• _Stored data_
(begin)

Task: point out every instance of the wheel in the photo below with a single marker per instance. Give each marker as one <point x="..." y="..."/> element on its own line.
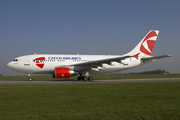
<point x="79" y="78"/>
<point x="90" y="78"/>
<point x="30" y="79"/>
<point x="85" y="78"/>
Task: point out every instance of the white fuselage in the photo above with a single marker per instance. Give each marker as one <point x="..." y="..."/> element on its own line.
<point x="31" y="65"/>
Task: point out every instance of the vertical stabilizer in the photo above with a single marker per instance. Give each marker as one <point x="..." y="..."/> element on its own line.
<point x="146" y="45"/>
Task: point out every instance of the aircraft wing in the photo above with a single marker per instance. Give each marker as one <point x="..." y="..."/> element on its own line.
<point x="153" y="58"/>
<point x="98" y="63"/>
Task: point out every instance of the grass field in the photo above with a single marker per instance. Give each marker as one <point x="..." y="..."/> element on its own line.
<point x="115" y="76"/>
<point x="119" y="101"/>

(end)
(begin)

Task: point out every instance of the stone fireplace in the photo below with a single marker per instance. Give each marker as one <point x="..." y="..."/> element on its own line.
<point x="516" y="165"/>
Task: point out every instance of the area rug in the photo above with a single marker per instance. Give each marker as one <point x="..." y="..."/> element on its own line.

(end)

• _Stated goal_
Which lines of the data above contain the word "marker"? Show each of them in full.

• _Result of the exercise_
Task: point out every instance of the wheel in the photo below with a single marker per instance. Give each marker as one <point x="..." y="..."/> element on its own line.
Task: point out every instance of the white fuselage in the photo above with a single marker per instance. Give each marker as one <point x="..." y="..."/> element on its own line.
Task: point out every instance of the vertical stabilizer in the photo above with a single marker per instance. Give each marker as one <point x="..." y="..."/> element on its own line.
Task: point out every instance of the aircraft wing in the photo above with a single marker per instance. Give each marker as one <point x="..." y="..."/> element on its own line.
Task: point out every instance of the grass field in the photo above with a single marker per instance. Give each marker as one <point x="..." y="..."/> element on its own line.
Task: point out every instance of the stone fireplace in the photo below with a single marker per instance. Give each marker as one <point x="..." y="..."/> element on its own line.
Task: point out every instance of the area rug in the photo above with a single marker per instance. Give each marker as one <point x="..." y="..."/> element on its own line.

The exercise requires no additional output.